* Required action:
Find the string "point" in the data, then copy every line where it is found.

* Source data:
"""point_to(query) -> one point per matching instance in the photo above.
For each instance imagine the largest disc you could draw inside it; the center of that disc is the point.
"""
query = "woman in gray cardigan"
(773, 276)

* Response:
"""point_to(query) -> one point per matching instance in the photo above.
For each instance imagine the largest disc you could draw inside it; the center of that disc is the point.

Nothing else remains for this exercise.